===== 数据集

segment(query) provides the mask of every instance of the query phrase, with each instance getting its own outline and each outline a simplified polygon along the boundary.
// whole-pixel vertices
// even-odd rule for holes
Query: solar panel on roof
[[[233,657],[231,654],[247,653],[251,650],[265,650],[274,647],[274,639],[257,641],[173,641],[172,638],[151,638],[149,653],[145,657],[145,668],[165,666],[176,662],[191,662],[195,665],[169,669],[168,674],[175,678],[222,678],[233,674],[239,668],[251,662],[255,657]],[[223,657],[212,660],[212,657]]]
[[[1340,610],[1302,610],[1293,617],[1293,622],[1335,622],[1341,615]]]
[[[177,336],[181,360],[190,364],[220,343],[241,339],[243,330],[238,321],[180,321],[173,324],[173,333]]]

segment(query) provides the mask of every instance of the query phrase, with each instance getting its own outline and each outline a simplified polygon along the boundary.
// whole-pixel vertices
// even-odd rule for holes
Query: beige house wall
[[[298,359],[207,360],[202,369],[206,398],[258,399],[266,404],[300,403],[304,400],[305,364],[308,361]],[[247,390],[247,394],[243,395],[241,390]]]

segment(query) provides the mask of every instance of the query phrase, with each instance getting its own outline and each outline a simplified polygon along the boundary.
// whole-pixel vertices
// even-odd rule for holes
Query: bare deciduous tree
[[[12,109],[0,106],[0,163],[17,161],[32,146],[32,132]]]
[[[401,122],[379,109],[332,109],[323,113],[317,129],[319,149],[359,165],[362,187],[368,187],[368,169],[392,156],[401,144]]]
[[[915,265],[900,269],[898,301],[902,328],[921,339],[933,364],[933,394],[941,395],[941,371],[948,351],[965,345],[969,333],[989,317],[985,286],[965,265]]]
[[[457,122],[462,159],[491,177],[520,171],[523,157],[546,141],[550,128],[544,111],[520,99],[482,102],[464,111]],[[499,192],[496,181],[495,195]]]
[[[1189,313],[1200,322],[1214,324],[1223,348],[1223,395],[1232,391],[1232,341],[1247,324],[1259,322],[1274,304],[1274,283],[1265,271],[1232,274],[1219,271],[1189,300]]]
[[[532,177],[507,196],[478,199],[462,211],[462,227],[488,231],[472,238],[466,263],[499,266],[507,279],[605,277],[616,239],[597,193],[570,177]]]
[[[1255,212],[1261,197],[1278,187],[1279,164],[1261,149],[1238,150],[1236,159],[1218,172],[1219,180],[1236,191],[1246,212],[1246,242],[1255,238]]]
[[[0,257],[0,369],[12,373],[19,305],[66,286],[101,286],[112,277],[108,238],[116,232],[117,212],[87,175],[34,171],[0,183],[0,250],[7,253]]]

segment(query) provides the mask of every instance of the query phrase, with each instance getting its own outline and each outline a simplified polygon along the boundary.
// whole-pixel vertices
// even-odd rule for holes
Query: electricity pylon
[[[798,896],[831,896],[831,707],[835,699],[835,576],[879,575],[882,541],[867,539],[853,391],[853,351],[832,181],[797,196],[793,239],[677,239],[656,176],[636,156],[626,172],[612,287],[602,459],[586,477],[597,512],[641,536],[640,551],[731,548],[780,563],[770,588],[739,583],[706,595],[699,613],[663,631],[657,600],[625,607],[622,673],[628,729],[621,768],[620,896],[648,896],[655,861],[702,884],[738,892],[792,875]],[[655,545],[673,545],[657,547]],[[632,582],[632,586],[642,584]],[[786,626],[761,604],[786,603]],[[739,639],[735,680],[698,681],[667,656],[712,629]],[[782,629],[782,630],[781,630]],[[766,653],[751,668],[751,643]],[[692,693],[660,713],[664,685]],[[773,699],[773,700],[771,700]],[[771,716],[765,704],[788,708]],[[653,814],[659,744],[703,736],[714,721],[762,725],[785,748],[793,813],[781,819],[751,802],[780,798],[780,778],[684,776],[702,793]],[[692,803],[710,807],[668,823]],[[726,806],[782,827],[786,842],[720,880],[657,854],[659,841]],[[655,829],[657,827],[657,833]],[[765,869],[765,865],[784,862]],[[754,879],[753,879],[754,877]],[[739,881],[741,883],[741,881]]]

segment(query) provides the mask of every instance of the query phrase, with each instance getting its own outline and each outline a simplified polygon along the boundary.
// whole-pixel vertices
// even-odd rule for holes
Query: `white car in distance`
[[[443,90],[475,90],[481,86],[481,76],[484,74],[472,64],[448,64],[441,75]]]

==========

从最上面第一行开始，到含有“Query: solar panel on roof”的那一行为止（两端都包括），把这些行整理成 Markdown 表格，两列分别命名为“行号”和“内容”，空行不要列入。

## [书面作答]
| 行号 | 内容 |
|---|---|
| 1 | segment(query) provides the mask of every instance of the query phrase, with each instance getting its own outline and each outline a simplified polygon along the boundary. |
| 2 | // whole-pixel vertices |
| 3 | // even-odd rule for holes |
| 4 | Query: solar panel on roof |